Set down the full listing exactly as given. Any pictures are to be left out.

Location labeling records:
========================

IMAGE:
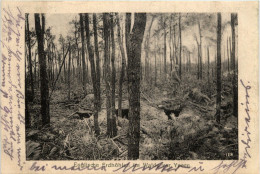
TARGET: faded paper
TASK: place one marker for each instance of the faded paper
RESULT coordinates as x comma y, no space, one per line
13,158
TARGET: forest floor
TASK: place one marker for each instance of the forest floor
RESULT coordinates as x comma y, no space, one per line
192,135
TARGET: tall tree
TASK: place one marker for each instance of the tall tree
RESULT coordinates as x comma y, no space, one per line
227,56
233,60
122,74
30,54
208,67
107,73
113,80
218,101
147,49
180,44
83,51
200,49
164,48
97,59
127,31
93,74
134,67
69,72
45,110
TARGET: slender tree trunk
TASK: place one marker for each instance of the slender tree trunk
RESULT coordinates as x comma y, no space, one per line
30,55
170,43
113,80
69,73
43,70
198,67
200,71
35,65
208,67
233,63
164,49
83,52
134,63
227,56
93,74
97,59
27,113
180,44
218,102
107,73
175,46
122,68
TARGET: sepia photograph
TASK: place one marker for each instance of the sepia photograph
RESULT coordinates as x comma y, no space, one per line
131,86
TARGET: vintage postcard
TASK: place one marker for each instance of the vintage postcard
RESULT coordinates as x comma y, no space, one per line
129,87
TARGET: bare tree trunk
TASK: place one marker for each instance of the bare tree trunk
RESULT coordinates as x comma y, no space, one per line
175,46
233,63
218,102
69,73
113,80
164,49
45,110
97,59
35,69
180,43
93,75
200,51
208,67
227,56
27,113
30,54
122,68
83,52
134,63
107,73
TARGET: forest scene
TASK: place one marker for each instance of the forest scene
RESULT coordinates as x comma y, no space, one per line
128,86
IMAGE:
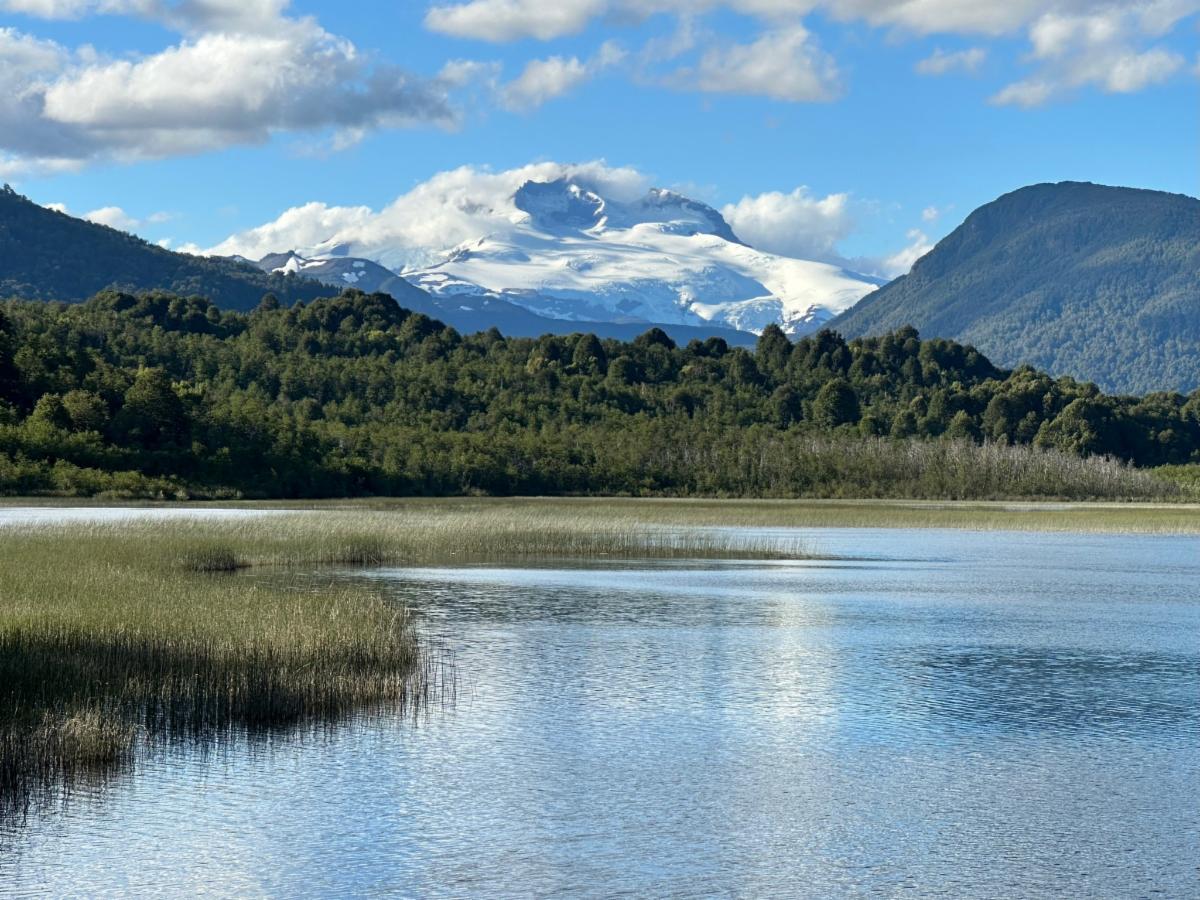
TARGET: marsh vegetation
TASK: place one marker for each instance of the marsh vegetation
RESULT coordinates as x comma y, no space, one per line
120,636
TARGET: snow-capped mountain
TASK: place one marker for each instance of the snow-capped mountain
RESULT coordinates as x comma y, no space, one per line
339,271
575,255
562,251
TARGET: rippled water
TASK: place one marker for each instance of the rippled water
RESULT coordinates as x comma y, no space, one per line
952,714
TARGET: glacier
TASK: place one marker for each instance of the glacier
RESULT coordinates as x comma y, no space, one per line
562,251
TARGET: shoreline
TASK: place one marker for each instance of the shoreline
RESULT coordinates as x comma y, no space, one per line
1098,516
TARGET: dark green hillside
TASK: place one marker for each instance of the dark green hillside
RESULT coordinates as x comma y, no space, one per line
1102,283
354,395
51,256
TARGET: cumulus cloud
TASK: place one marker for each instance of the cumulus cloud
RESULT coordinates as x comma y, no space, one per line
796,225
113,217
436,216
60,108
941,63
1102,48
784,64
510,19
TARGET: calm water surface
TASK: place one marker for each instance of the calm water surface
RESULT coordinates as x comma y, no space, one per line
951,714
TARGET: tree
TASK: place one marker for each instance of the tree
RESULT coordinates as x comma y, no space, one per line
773,351
153,414
7,370
85,411
837,403
589,355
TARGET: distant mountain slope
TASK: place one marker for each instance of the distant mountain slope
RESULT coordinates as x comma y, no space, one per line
51,256
471,313
1097,282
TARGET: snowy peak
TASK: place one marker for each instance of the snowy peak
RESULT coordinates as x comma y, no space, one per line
667,208
563,205
337,271
559,205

========================

Answer in full =>
IMAGE:
TARGET: faded paper
TASK: place one marker for each instance of the faded paper
RESULT coordinates as x comma y, no space, one per line
13,158
TARGET: forest floor
TASK: place one marker for each instance of the forest floor
RESULT coordinates as x comma y, no space, one per line
192,135
TARGET: tall tree
TASK: place one marker for each instance of the tall tree
RESULT coordinates as x comma y, no space, one per line
227,56
233,60
122,74
30,54
208,67
107,73
113,80
218,101
147,49
180,44
83,51
200,49
164,48
97,59
127,31
93,74
134,67
69,72
45,110
TARGET: slender tree trunk
TASK: place one marker for each instance of the slender tree trunk
RESULT coordinates as x comma y, no space, one per line
30,55
170,43
113,80
69,73
43,70
198,67
200,71
35,65
208,67
233,63
164,49
83,52
134,63
227,56
93,74
97,59
27,113
180,44
218,102
107,73
175,46
122,68
TARGET: sepia photograph
TASK: place one marker for each instance of the sepia photograph
RESULT coordinates as x comma y, no space, one per line
131,86
TARGET: vintage postcard
TASK: place one marker for each instance of the vintage postcard
RESULT coordinates as x comma y, no space, one per line
129,87
TARGET: bare tree trunk
TASK: place one marker for each instance of the bare tree trunk
RESULT coordinates as x comma y, no space, one per line
175,46
233,63
218,102
69,73
113,80
164,49
45,110
97,59
35,69
180,43
93,75
200,51
208,67
227,56
27,113
30,54
122,68
83,52
134,63
107,73
TARGET: forest scene
TASK: place one marker for each instance of the forest scene
RESULT coordinates as x comma y, no space, one per line
128,86
IMAGE:
TARGET: marsh vegetation
TASK: place one marker for each instance of the marsh vegetation
RESULT coordinates as x comma y, no space, one per line
120,636
TARGET: snow-capped mountain
TASK: place one marker for each instance of the snow-capped mountain
RESULT coordinates as x comma y, no space, one per line
339,271
575,255
562,251
TARGET: rippled water
TASK: place one marker for each instance of the rippled water
RESULT coordinates as x comma y, no space, one per line
952,714
TARGET: glacier
TASK: place one marker for each instance of the glacier
RESULT coordinates as x comma y, no space, one per line
562,251
TARGET: shoreline
TASK: place one marker for each instance of the shoreline
RESULT coordinates as x comma y, no space, one per line
1098,516
TARGET: dark green hillside
TASK: place one marker for each instance of the dark green hillside
RESULT coordinates as x comma y, no space, one per line
1102,283
354,395
51,256
TARGET: cumulus cloud
TASK: place one marker for each instance of the cumulus cloud
RESULT coordinates as x comma y, no space, one per line
796,225
113,217
436,216
60,108
941,63
1102,48
784,64
510,19
TARGET: calm water surface
TASK: place one marker for each instance of the calm water surface
RESULT coordinates as x comma y, no space, one per line
951,714
TARGET: tree
TASK: place one marker for each instance of the tree
RESULT coordinates as x comma y, no space, one per line
773,351
153,414
7,370
85,411
837,403
589,355
TARGET: distant mountain slope
TASK: place one marker for each instance of the distant mountain slope
RESULT coordinates as x comma y, no space, one per line
51,256
471,313
1097,282
TARGET: snowy peak
TASK: place one marker for each instance of the snowy peak
RESULT coordinates as x comma y, no space, one per line
667,208
563,205
337,271
559,205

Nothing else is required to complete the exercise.